• [Objective]: Please copy the lines from the one containing "query: the noun phrase to segment: brown dog's leg" through the one containing "Trace the outline of every instance of the brown dog's leg.", substituting "brown dog's hind leg" for "brown dog's leg" and leaving everything else unchanged. Return only those lines.

========

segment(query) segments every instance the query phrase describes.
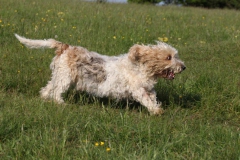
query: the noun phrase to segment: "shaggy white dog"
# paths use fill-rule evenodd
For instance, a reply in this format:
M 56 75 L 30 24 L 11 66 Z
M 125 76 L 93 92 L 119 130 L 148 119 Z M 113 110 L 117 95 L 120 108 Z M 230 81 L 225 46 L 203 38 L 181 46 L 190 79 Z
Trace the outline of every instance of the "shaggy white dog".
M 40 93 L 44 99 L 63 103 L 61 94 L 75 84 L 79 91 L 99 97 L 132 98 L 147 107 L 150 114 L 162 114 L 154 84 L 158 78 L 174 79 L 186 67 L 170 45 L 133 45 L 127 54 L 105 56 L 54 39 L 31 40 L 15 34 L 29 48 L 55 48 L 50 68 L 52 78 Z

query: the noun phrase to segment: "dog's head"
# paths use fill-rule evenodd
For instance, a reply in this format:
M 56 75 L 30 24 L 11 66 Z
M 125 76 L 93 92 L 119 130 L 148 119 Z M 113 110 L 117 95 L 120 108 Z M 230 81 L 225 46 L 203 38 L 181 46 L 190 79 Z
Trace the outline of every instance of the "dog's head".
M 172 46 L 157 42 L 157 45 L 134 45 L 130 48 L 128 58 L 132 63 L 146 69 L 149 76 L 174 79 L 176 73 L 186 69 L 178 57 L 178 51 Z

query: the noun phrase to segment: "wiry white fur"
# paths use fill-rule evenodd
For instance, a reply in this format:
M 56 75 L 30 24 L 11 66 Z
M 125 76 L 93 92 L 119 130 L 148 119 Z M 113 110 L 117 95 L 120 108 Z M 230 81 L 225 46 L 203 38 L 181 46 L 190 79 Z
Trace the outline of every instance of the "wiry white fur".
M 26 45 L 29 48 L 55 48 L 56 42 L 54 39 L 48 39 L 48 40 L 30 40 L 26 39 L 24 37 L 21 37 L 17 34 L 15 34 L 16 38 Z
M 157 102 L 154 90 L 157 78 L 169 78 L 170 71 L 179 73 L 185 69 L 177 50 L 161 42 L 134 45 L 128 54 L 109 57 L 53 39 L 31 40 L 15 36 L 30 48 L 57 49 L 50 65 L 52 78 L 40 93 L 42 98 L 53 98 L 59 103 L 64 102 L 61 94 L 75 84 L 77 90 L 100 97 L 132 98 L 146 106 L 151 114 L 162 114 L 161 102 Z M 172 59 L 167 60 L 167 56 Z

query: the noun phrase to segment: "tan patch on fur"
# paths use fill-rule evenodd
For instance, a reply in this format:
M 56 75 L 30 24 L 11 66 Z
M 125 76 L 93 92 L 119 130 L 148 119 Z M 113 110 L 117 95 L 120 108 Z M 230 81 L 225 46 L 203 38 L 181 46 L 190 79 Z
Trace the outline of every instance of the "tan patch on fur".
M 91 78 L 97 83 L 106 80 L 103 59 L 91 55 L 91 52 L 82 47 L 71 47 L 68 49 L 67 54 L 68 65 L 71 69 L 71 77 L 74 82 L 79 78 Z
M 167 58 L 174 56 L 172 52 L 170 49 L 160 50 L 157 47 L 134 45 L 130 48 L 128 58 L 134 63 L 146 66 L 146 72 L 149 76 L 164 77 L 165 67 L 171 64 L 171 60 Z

========

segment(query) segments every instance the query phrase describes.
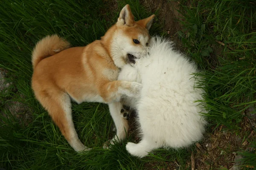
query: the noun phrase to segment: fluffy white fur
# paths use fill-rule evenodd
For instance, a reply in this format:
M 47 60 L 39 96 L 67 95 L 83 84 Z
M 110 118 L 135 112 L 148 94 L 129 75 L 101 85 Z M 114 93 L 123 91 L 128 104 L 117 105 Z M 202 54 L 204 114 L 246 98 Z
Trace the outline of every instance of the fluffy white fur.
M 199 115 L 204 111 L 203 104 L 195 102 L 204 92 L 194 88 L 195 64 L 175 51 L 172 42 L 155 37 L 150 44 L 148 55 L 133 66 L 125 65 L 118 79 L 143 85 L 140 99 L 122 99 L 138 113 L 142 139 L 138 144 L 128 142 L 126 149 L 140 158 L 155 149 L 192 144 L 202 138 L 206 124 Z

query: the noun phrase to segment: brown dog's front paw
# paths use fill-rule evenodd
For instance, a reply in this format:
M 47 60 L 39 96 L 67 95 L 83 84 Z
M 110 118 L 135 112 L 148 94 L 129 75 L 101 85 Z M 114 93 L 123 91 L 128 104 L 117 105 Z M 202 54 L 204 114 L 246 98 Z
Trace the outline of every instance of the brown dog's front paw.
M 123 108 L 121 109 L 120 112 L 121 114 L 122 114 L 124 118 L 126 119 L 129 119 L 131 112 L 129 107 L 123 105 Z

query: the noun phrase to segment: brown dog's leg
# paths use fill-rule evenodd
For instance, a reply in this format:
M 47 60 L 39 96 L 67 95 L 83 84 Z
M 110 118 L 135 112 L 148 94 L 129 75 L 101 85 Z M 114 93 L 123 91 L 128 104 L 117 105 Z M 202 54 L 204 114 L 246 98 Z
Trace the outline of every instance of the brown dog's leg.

========

• [Response to the exercise]:
query: the noun phrase to segment: brown dog's hind leg
# paths use fill-rule evenodd
For instance, a reply in this format:
M 47 60 L 39 96 L 67 95 L 83 84 Z
M 110 118 L 135 112 L 148 94 L 129 75 L 101 85 Z M 114 93 L 123 91 L 128 104 L 117 105 Z M 202 54 L 204 114 L 246 98 Z
Trace the outline of every instance of the brown dog's hind leg.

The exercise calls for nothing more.